* _SELECTED EXTRACT_
## BEGIN
Thursday morning Diane and I were up before 6 a.m. I was suffering a cold, so I slept in rather than exercised. Plus, I wanted to get ready for the day’s events. We went down to the Washington Room of the Thayer Hotel, where we met Claudia Phillips, who is Director of Events for the Association of Graduates. Claudia planned and executed all the events surrounding the Grant Statue commemoration. We compared notes. Our guests began to arrive. We of course had family in Alexa, Rob, and Wells; and Barb and Colonel Retired Gary Gresh. We had friends from West Point: my classmates Sloan and Margaret Gibson; Lisa and Brian Haig; Matt Collier, who worked with me at VA; and more. We had friends from Cincinnati: Frances and Craig Lindner, Anne and Dean Kereiakes, Malott and Nancy Nyhart, and more. Author Ron White also attended. Professor Elizabeth Samet, who annotated the recently published Grant’s memoirs; Colonel Ty Seidule, Head of the Military History Department; and Colonel Everett Spain, Head of the Department of Behavioral Sciences and Leadership all attended.
I had arranged with Everett to put on a short program about how West Point develops leaders of character. Everett did a great job. He talked about the USMA Mission to create leaders of character, and the interaction of individual leader development (academic, military, physical, character programs) and leadership development practices following and leading, and how that led to the development of leaders of character. Then Claudia and I went over our schedule for the day. We left the Thayer at 9:30 a.m. and took buses to the West Point Visitors Center and the West Point Museum. Marc and Kaki Gunnels from the Association of Graduates went with us. At the Visitors Center everyone enjoyed the movie about West Point and touring the exhibits. The Director of the Museum accompanied us on the tour.
From there Diane and I went with Kaki and Marc Gunnels to Taylor Hall, where Diane and I met with Lieutenant General Darryl Williams, the Superintendent of West Point. We met in his office. He expressed his appreciation for our efforts for West Point, and Diane and I enjoyed getting to know him. Together we walked to the Mess Hall, Washington Hall, where we met our group. We watched the Cadets form for lunch. When the Brigade Adjutant mounted the Poop Deck for announcements, Darryl asked me to accompany him. The Brigade Adjutant, my former position as a Cadet, announced us and why we were there. The Corps cheered for us before we descended. We had a great lunch and Darryl ate with us.
## END
* _DATASET ENTRIES_
## BEGIN
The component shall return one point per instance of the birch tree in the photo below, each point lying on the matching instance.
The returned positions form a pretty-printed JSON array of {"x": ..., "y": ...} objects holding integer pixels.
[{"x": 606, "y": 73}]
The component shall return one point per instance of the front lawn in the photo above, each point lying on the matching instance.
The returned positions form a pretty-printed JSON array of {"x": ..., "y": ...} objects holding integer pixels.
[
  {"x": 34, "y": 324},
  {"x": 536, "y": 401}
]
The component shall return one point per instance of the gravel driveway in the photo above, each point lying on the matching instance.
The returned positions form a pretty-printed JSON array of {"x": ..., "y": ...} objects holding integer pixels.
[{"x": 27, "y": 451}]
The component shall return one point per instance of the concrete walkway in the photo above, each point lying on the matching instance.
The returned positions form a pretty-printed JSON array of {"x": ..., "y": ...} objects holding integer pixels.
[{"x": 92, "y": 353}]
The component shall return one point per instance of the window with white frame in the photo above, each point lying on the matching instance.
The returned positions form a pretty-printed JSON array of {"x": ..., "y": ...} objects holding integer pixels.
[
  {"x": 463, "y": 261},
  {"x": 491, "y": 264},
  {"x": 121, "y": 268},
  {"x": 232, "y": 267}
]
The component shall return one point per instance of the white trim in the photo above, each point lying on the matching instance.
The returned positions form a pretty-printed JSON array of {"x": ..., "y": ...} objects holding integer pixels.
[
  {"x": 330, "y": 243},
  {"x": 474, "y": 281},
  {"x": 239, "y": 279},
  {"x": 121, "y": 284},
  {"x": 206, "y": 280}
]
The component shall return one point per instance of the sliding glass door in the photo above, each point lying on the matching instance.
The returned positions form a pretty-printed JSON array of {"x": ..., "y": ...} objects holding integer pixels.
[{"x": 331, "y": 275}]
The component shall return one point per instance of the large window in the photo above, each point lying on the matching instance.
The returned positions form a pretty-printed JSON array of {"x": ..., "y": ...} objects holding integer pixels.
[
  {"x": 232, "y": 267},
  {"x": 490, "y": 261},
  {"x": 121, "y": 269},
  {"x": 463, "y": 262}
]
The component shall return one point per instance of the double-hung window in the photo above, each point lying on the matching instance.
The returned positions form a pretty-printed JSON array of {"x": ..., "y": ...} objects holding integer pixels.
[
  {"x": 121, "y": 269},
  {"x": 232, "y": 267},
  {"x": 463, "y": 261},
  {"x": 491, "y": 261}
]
## END
* _SHORT PROBLEM A_
List the components of individual leader development that Everett named in the West Point visit account.
* _SHORT PROBLEM B_
Reproduce the West Point visit account from "From there Diane" up to and including "ate with us.".
The data was drawn from a different source than the West Point visit account.

* _COMPLETE RESPONSE A_
academic, military, physical, character

* _COMPLETE RESPONSE B_
From there Diane and I went with Kaki and Marc Gunnels to Taylor Hall, where Diane and I met with Lieutenant General Darryl Williams, the Superintendent of West Point. We met in his office. He expressed his appreciation for our efforts for West Point, and Diane and I enjoyed getting to know him. Together we walked to the Mess Hall, Washington Hall, where we met our group. We watched the Cadets form for lunch. When the Brigade Adjutant mounted the Poop Deck for announcements, Darryl asked me to accompany him. The Brigade Adjutant, my former position as a Cadet, announced us and why we were there. The Corps cheered for us before we descended. We had a great lunch and Darryl ate with us.